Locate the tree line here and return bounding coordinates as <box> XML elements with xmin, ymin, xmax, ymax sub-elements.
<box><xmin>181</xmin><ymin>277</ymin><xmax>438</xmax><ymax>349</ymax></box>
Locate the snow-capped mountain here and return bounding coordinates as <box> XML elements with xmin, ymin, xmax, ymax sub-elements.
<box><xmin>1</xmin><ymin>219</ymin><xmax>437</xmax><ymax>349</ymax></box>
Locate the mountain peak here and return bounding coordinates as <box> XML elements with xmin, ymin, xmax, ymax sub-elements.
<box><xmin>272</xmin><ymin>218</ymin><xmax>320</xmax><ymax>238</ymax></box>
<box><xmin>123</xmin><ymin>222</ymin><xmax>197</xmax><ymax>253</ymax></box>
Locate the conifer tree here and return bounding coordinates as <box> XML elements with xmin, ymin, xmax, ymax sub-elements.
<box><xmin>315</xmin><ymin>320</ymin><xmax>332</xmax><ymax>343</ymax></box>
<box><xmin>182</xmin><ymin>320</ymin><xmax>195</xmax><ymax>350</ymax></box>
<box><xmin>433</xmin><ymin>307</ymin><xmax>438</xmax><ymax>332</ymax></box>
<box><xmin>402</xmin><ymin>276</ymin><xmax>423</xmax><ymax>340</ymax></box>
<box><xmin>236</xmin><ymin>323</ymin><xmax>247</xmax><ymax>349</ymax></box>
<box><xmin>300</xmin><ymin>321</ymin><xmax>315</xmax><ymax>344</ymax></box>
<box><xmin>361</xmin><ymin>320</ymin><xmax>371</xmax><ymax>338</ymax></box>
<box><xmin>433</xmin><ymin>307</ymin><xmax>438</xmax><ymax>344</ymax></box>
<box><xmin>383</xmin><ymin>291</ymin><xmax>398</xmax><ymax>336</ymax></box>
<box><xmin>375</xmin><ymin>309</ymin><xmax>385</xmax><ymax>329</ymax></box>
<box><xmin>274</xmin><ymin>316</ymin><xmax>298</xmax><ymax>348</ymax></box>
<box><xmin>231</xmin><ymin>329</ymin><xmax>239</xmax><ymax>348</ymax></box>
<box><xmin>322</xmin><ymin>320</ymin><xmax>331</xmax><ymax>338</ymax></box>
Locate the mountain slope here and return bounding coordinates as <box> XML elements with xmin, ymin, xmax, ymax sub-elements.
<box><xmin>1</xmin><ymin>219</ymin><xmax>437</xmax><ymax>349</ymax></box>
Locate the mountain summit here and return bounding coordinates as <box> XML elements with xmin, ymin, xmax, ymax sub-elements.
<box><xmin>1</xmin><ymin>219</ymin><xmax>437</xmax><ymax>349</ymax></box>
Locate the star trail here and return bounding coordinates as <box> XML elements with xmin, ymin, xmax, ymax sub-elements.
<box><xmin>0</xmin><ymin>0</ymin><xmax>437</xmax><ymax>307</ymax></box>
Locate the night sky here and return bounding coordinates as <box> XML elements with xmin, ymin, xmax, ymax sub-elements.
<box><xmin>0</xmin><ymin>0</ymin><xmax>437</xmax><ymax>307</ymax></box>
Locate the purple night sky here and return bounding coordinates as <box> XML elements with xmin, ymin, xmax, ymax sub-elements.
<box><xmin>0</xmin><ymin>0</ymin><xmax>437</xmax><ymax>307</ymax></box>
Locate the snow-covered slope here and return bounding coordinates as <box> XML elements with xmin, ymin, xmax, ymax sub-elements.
= = = = =
» WORK TASK
Your job is to reproduce the listing exactly.

» EXERCISE OUTPUT
Locate the tree line here and return bounding coordinates as <box> XML elements with xmin, ymin, xmax, ymax sub-elements.
<box><xmin>181</xmin><ymin>277</ymin><xmax>438</xmax><ymax>349</ymax></box>
Locate the snow-capped mountain here and return bounding coordinates as <box> XML elements with xmin, ymin, xmax, ymax sub-elements.
<box><xmin>1</xmin><ymin>219</ymin><xmax>437</xmax><ymax>349</ymax></box>
Locate the mountain peak here and return bounding coordinates as <box> XML elements with xmin, ymin, xmax, ymax sub-elements.
<box><xmin>272</xmin><ymin>218</ymin><xmax>320</xmax><ymax>238</ymax></box>
<box><xmin>123</xmin><ymin>222</ymin><xmax>197</xmax><ymax>253</ymax></box>
Locate the conifer tree here and return bounding coordinates as <box> XML elements with xmin, ymin, xmax, ymax sub-elements.
<box><xmin>315</xmin><ymin>320</ymin><xmax>332</xmax><ymax>343</ymax></box>
<box><xmin>182</xmin><ymin>320</ymin><xmax>195</xmax><ymax>350</ymax></box>
<box><xmin>433</xmin><ymin>307</ymin><xmax>438</xmax><ymax>332</ymax></box>
<box><xmin>402</xmin><ymin>276</ymin><xmax>423</xmax><ymax>340</ymax></box>
<box><xmin>236</xmin><ymin>323</ymin><xmax>247</xmax><ymax>349</ymax></box>
<box><xmin>300</xmin><ymin>321</ymin><xmax>315</xmax><ymax>344</ymax></box>
<box><xmin>361</xmin><ymin>320</ymin><xmax>371</xmax><ymax>338</ymax></box>
<box><xmin>433</xmin><ymin>307</ymin><xmax>438</xmax><ymax>344</ymax></box>
<box><xmin>383</xmin><ymin>291</ymin><xmax>398</xmax><ymax>336</ymax></box>
<box><xmin>375</xmin><ymin>309</ymin><xmax>385</xmax><ymax>329</ymax></box>
<box><xmin>274</xmin><ymin>316</ymin><xmax>298</xmax><ymax>348</ymax></box>
<box><xmin>231</xmin><ymin>329</ymin><xmax>239</xmax><ymax>348</ymax></box>
<box><xmin>322</xmin><ymin>320</ymin><xmax>331</xmax><ymax>338</ymax></box>
Locate the mountain slope here and return bounding coordinates as <box> XML elements with xmin, ymin, xmax, ymax sub-elements.
<box><xmin>1</xmin><ymin>219</ymin><xmax>437</xmax><ymax>349</ymax></box>
Locate the mountain summit here and return bounding coordinates as <box> XML elements with xmin, ymin, xmax, ymax sub-elements.
<box><xmin>1</xmin><ymin>219</ymin><xmax>437</xmax><ymax>349</ymax></box>
Locate the star trail here and return bounding coordinates as <box> XML elements with xmin, ymin, xmax, ymax sub-elements.
<box><xmin>0</xmin><ymin>0</ymin><xmax>437</xmax><ymax>307</ymax></box>
Locate the night sky here and return bounding coordinates as <box> XML elements with xmin, ymin, xmax, ymax sub-elements.
<box><xmin>0</xmin><ymin>0</ymin><xmax>437</xmax><ymax>307</ymax></box>
Locate the purple night sky here and return bounding coordinates as <box> XML elements with xmin, ymin, xmax, ymax sub-elements.
<box><xmin>0</xmin><ymin>0</ymin><xmax>437</xmax><ymax>307</ymax></box>
Locate the snow-covered slope here and return bounding coordinates as <box> XML elements with xmin, ymin, xmax, ymax sub-elements.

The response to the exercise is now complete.